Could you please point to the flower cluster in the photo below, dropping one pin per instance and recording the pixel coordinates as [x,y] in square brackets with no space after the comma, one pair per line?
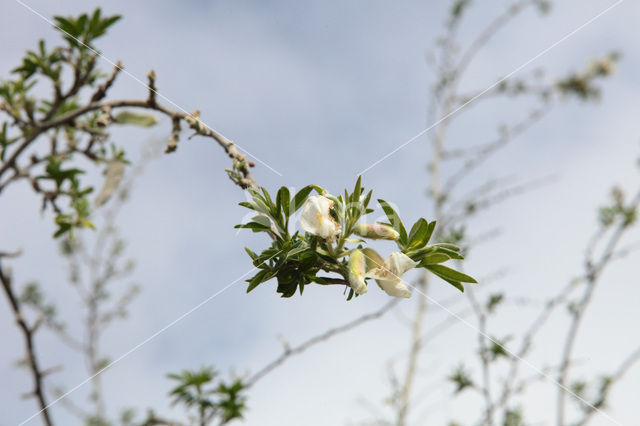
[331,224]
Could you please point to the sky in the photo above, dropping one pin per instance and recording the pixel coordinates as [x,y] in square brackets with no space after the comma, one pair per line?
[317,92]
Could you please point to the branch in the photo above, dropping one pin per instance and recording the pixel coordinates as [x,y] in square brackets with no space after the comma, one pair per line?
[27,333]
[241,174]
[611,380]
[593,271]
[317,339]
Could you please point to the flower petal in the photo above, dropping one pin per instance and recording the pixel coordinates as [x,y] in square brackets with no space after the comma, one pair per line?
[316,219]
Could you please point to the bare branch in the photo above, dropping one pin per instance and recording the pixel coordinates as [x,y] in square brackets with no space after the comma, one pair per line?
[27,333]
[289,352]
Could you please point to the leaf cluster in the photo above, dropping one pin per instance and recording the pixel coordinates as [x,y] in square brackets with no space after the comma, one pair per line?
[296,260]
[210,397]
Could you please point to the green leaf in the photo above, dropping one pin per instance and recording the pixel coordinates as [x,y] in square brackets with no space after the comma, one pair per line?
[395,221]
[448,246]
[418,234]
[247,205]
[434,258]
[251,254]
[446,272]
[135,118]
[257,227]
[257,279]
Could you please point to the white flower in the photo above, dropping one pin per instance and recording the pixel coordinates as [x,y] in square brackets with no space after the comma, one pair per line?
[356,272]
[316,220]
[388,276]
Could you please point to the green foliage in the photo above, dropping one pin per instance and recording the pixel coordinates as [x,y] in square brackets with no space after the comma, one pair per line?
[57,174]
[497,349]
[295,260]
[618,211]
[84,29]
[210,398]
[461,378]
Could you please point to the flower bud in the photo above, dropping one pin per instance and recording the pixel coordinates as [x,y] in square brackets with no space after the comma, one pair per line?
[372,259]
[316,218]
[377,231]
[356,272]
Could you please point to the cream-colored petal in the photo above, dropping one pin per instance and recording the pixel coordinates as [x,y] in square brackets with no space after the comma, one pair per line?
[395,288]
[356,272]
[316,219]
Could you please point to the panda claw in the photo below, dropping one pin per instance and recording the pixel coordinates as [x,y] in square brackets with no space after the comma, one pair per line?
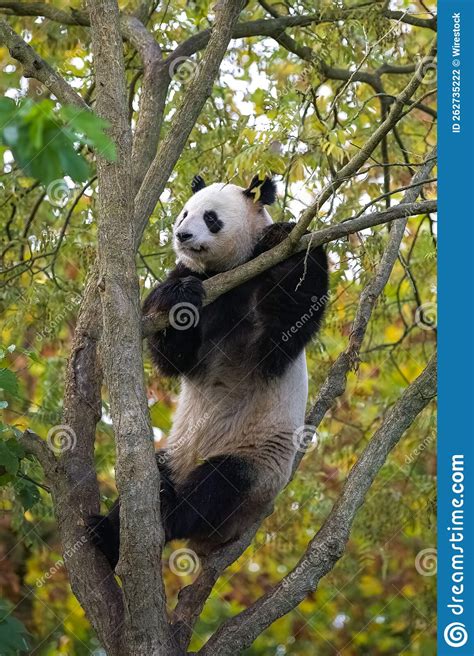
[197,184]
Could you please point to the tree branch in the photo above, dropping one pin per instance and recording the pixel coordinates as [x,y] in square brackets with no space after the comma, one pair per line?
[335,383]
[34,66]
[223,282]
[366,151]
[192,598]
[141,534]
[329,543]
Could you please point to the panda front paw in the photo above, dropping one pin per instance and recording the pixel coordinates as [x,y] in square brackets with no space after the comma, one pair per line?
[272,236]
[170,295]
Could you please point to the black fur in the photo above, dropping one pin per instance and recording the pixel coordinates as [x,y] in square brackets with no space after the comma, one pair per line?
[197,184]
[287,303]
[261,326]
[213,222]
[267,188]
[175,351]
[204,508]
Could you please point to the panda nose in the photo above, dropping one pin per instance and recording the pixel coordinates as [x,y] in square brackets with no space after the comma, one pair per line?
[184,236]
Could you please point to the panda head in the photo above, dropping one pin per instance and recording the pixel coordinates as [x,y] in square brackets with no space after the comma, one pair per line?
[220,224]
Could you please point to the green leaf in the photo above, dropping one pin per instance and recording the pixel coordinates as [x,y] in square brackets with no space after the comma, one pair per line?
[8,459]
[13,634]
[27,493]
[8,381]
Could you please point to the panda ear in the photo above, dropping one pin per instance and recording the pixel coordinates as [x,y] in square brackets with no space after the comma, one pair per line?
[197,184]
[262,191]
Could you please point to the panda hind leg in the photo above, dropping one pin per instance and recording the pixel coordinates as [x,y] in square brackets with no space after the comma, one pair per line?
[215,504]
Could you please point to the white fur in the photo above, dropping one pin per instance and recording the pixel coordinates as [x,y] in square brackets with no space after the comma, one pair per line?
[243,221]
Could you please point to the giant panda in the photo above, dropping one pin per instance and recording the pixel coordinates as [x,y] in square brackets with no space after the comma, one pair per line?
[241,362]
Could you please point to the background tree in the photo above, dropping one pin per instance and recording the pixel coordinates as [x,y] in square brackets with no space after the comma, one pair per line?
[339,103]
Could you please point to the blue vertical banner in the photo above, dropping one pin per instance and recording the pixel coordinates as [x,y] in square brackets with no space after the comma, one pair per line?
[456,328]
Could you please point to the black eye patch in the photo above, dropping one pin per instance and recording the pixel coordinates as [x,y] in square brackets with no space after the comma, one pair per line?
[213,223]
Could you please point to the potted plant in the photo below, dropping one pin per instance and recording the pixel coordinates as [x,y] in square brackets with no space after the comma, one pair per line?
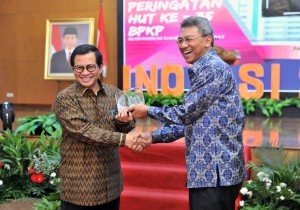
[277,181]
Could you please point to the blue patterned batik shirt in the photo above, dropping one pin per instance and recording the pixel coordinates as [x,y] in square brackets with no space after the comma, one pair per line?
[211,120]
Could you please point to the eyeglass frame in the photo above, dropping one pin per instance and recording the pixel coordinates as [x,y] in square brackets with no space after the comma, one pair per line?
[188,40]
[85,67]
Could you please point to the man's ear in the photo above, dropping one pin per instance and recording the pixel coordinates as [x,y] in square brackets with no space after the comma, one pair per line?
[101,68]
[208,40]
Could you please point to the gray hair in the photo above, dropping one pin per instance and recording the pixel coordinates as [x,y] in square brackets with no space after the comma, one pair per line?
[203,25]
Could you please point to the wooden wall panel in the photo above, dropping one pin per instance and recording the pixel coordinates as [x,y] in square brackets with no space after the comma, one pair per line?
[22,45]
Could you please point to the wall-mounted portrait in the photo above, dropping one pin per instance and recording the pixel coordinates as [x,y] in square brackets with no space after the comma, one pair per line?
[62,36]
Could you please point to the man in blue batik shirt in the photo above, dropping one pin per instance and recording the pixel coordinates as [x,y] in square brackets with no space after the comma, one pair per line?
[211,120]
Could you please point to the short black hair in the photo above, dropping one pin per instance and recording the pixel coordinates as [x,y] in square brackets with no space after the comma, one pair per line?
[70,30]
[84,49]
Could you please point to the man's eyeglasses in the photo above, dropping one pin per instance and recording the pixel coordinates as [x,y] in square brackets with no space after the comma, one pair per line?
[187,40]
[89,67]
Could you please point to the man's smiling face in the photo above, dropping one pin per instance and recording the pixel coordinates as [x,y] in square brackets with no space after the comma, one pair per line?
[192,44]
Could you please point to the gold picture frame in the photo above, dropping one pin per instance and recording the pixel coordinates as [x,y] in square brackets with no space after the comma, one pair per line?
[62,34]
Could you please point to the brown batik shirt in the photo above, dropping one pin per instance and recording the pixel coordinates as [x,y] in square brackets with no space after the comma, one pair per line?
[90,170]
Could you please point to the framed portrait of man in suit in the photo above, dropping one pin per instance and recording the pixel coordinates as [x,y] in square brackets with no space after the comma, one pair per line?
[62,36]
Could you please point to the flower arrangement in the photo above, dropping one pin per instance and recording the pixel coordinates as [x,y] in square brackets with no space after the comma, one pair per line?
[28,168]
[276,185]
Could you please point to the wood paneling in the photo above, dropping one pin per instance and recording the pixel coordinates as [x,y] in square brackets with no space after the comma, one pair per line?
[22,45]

____________

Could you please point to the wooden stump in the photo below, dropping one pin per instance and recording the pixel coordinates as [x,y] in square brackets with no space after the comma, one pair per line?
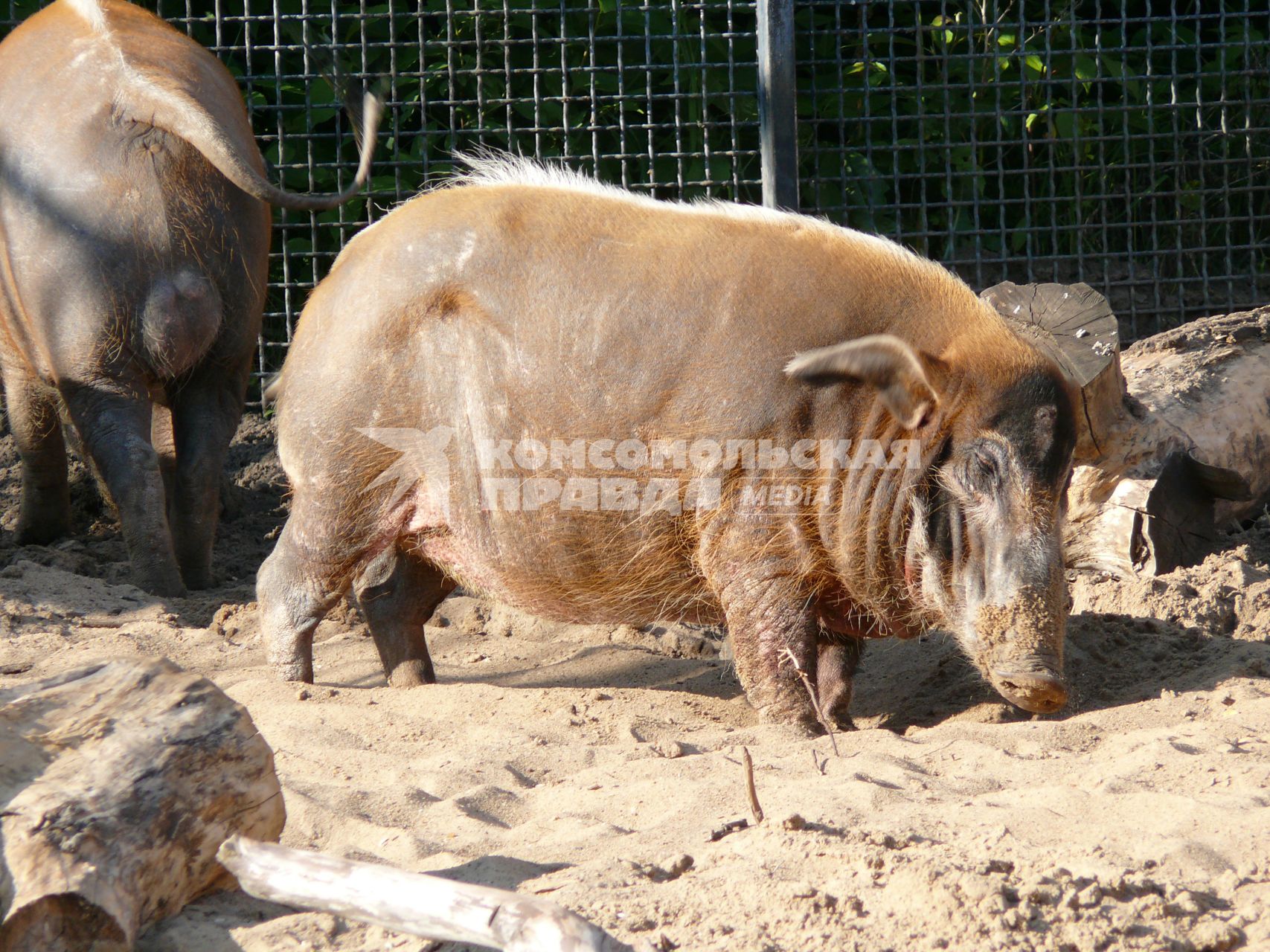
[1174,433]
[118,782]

____________

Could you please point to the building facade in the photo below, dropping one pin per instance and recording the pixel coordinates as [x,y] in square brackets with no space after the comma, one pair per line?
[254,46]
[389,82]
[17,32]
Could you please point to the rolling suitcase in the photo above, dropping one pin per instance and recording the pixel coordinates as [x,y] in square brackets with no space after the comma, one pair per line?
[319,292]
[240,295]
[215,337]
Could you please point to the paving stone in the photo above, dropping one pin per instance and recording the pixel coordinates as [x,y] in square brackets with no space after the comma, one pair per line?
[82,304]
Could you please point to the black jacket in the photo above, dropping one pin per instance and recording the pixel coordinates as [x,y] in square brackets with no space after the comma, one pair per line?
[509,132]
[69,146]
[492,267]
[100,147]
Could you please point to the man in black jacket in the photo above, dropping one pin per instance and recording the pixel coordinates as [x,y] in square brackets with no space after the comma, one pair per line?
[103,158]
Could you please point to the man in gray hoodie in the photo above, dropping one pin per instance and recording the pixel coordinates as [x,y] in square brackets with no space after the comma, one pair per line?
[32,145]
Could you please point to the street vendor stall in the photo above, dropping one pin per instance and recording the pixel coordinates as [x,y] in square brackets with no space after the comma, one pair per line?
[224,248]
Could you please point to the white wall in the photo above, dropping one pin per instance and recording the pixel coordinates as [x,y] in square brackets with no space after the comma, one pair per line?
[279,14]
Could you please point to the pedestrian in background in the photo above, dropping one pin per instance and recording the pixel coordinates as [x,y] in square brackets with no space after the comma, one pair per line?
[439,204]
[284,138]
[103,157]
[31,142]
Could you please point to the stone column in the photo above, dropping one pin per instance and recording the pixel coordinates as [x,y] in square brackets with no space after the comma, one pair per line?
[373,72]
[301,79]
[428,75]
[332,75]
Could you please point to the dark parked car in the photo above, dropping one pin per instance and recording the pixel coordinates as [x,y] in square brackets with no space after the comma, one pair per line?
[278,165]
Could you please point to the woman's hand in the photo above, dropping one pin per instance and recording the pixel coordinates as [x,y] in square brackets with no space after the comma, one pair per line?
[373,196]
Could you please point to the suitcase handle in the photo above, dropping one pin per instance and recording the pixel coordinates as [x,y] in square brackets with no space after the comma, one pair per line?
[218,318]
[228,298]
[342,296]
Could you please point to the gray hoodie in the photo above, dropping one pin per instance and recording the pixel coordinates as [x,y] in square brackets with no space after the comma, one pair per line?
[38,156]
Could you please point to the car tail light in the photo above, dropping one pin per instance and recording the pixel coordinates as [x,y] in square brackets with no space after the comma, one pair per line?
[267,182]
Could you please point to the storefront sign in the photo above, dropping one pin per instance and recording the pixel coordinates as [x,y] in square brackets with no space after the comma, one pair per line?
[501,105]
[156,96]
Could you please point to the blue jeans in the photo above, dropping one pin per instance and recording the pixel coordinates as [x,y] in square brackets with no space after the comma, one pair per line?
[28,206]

____________

Task details: Count the lines in the records above that contain the word "handle", and give only that number.

Solution for this exercise: 1